[start]

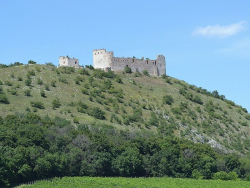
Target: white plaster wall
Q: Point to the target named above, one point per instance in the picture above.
(103, 59)
(68, 62)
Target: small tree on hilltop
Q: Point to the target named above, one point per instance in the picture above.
(127, 69)
(145, 72)
(31, 62)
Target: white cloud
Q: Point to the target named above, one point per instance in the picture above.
(220, 31)
(240, 49)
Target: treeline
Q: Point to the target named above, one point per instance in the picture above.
(33, 148)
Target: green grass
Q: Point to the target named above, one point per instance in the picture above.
(143, 92)
(77, 182)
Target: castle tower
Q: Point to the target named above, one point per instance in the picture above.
(161, 64)
(66, 61)
(102, 59)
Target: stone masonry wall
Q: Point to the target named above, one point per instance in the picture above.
(105, 60)
(65, 61)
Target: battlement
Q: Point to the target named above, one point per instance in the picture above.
(66, 61)
(106, 61)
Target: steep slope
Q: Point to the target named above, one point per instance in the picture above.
(163, 105)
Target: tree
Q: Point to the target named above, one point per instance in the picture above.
(56, 103)
(127, 69)
(145, 72)
(42, 93)
(27, 92)
(4, 99)
(168, 99)
(128, 163)
(97, 113)
(31, 62)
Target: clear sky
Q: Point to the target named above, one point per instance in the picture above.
(206, 42)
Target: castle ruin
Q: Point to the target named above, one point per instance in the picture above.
(106, 61)
(66, 61)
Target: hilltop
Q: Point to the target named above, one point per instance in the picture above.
(64, 121)
(130, 101)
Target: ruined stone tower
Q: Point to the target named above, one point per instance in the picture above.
(106, 61)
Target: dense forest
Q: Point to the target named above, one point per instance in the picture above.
(59, 122)
(36, 148)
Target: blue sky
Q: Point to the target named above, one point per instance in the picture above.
(206, 42)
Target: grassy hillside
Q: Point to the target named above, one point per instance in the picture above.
(133, 102)
(135, 182)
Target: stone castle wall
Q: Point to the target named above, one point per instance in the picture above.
(106, 61)
(66, 61)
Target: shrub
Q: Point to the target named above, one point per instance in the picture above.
(19, 78)
(224, 176)
(8, 83)
(97, 113)
(63, 80)
(164, 76)
(13, 92)
(84, 91)
(168, 80)
(168, 99)
(56, 103)
(53, 83)
(145, 72)
(83, 72)
(4, 99)
(196, 175)
(28, 82)
(38, 69)
(89, 67)
(42, 93)
(137, 74)
(50, 64)
(37, 104)
(76, 120)
(39, 81)
(27, 92)
(30, 73)
(127, 69)
(31, 62)
(46, 86)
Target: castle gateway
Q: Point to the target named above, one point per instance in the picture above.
(106, 61)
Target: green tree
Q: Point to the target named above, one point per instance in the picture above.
(31, 62)
(145, 72)
(127, 69)
(56, 103)
(168, 99)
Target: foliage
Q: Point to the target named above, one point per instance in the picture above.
(127, 69)
(27, 92)
(56, 103)
(28, 82)
(42, 93)
(37, 104)
(156, 182)
(31, 62)
(168, 99)
(4, 99)
(145, 72)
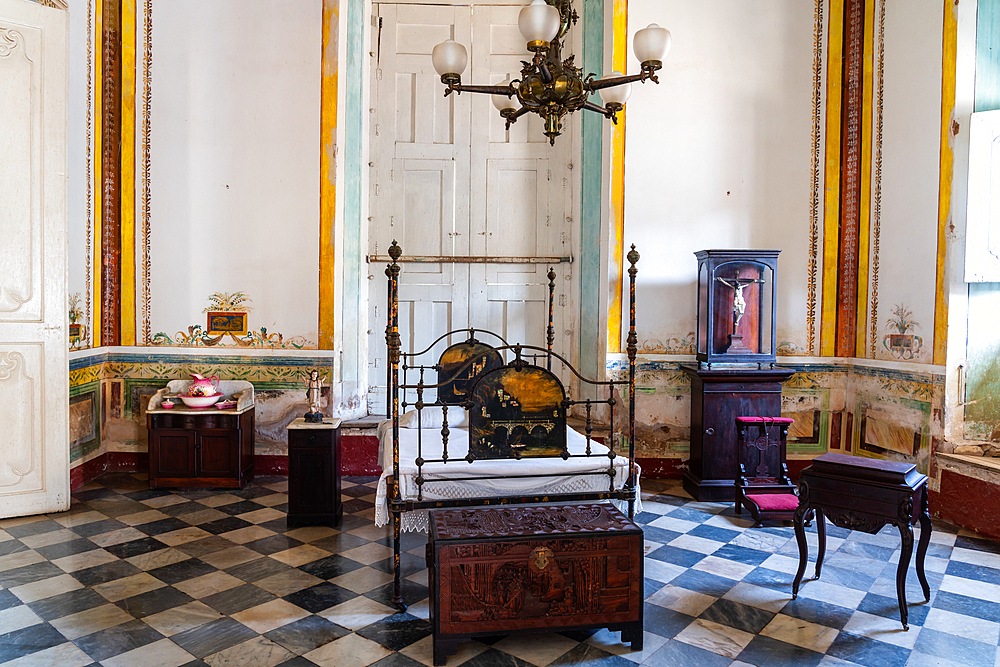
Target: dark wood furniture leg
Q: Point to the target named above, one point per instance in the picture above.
(821, 531)
(925, 539)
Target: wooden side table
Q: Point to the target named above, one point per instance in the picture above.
(314, 473)
(865, 494)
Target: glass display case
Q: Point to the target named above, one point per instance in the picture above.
(736, 306)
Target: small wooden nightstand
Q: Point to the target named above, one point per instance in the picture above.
(314, 473)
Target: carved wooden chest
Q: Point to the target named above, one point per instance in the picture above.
(504, 570)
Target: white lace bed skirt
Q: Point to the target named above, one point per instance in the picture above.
(493, 476)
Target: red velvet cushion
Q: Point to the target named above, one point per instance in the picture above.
(775, 501)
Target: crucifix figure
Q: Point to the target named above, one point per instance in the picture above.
(739, 303)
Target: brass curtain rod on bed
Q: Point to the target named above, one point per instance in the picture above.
(469, 259)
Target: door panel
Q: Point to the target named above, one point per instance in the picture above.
(34, 371)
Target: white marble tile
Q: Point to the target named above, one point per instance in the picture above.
(715, 637)
(963, 626)
(163, 653)
(758, 596)
(256, 652)
(838, 595)
(611, 642)
(357, 613)
(699, 544)
(723, 567)
(539, 649)
(349, 651)
(423, 651)
(46, 588)
(63, 655)
(681, 600)
(15, 618)
(179, 619)
(801, 633)
(882, 629)
(82, 561)
(970, 587)
(674, 524)
(662, 571)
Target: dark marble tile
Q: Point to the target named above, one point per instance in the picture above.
(763, 651)
(153, 602)
(117, 640)
(494, 658)
(704, 583)
(213, 637)
(182, 571)
(971, 571)
(162, 526)
(956, 649)
(321, 596)
(821, 613)
(135, 547)
(64, 604)
(307, 634)
(740, 554)
(237, 599)
(676, 555)
(29, 574)
(714, 533)
(662, 621)
(396, 632)
(343, 542)
(330, 567)
(258, 569)
(737, 615)
(868, 652)
(412, 592)
(98, 527)
(224, 525)
(675, 653)
(29, 640)
(33, 528)
(961, 604)
(68, 548)
(240, 507)
(273, 544)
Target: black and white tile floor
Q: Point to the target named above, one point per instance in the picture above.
(132, 577)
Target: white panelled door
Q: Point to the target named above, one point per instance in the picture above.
(34, 371)
(447, 178)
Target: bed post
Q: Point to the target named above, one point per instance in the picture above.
(392, 343)
(632, 348)
(550, 333)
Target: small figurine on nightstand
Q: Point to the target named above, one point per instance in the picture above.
(313, 391)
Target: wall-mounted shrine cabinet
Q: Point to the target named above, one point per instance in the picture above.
(736, 306)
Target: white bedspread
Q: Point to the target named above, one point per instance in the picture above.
(493, 475)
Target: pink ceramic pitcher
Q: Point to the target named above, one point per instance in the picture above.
(203, 386)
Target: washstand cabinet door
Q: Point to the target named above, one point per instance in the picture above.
(218, 453)
(173, 453)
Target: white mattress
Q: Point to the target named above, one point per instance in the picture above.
(493, 475)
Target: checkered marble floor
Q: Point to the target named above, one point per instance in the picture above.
(134, 577)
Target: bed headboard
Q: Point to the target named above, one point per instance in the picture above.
(459, 366)
(517, 411)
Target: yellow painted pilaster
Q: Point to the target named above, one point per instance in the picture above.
(864, 213)
(831, 204)
(98, 168)
(127, 175)
(616, 253)
(327, 177)
(948, 72)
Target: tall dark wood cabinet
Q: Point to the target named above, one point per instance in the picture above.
(192, 448)
(314, 473)
(718, 396)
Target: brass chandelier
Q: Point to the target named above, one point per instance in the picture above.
(550, 86)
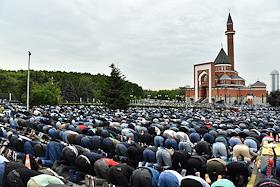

[end]

Your task =>
Copy the rows from the line with "Target: bed headboard" through the last line of the rows, keeping every line, and shift each coordinate in the answer points by -122. Leave the pictures out.

Task result =>
Target: bed headboard
Q: Point to the target named above, one point per instance in the picture above.
(337, 244)
(395, 289)
Target: yellow painted pilaster
Q: Point to the target named above, one point per instance in the picture above.
(742, 91)
(709, 82)
(-24, 46)
(5, 53)
(494, 131)
(205, 55)
(826, -50)
Target: tall dark wood cabinet
Q: Point to the target named above, one point per instance in the picture above.
(70, 326)
(192, 351)
(596, 274)
Target: brass chandelier
Q: Point to the target named above, one point per instance in the picture above.
(428, -36)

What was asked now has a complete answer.